:: Given entries ::
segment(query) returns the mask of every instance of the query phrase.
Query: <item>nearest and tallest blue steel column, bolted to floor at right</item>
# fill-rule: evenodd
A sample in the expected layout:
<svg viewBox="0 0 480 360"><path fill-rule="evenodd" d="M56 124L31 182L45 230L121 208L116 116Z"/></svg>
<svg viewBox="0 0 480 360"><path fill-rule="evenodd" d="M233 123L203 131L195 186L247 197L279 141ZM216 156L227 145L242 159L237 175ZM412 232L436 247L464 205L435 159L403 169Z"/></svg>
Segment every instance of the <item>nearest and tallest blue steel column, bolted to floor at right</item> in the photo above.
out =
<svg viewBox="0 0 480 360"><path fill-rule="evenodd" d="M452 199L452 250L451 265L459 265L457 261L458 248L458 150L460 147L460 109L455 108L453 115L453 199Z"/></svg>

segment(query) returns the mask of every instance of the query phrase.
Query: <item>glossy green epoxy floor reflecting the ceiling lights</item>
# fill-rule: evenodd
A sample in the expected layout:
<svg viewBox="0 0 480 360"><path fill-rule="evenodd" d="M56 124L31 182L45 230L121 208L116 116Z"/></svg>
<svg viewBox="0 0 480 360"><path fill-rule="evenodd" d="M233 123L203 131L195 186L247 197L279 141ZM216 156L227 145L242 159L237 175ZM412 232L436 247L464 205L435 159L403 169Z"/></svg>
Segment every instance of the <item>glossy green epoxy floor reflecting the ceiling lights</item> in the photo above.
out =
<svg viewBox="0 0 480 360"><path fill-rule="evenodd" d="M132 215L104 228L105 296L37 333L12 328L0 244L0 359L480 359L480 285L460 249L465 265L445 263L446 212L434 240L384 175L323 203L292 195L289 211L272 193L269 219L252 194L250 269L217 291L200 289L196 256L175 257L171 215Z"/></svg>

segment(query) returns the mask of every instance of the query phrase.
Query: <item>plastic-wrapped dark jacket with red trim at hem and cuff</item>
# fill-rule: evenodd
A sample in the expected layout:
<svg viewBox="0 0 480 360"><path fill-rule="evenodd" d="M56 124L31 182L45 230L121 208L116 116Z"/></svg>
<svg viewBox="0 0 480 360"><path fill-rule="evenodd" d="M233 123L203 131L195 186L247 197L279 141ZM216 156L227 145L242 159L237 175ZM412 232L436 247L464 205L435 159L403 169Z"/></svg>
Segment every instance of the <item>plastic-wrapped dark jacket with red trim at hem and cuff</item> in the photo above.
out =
:::
Pull out each line of the listing that holds the string "nearest".

**Worked solution:**
Query: <item>nearest and tallest blue steel column, bolted to floor at right</item>
Segment every instance of the <item>nearest and tallest blue steel column, bolted to floor at right</item> in the photo above.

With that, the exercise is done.